Study material:
Segment Open
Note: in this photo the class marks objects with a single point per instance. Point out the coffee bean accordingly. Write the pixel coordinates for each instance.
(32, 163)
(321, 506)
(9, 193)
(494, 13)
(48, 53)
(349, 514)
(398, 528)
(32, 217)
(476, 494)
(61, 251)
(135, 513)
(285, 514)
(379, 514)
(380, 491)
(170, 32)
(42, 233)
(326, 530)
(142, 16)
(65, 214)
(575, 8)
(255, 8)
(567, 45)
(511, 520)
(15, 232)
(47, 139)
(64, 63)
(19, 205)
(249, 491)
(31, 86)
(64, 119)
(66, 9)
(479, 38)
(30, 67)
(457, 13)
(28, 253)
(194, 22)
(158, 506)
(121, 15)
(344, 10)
Segment Closed
Exercise: Nothing should be missing: every line above must be reproduced exactly.

Task result:
Note: in this photo the class marks objects with a single point per instance. Point out the coffee bean accordingly. Write the pixel coordinates for each instance.
(32, 163)
(321, 506)
(9, 193)
(494, 13)
(48, 53)
(349, 514)
(398, 528)
(32, 217)
(476, 494)
(61, 251)
(135, 513)
(285, 514)
(379, 514)
(380, 491)
(170, 32)
(42, 233)
(326, 530)
(142, 16)
(65, 214)
(575, 8)
(255, 8)
(567, 45)
(511, 520)
(15, 232)
(47, 139)
(64, 63)
(19, 205)
(249, 491)
(31, 86)
(64, 119)
(66, 9)
(479, 38)
(30, 67)
(457, 13)
(28, 253)
(194, 22)
(158, 506)
(121, 15)
(344, 10)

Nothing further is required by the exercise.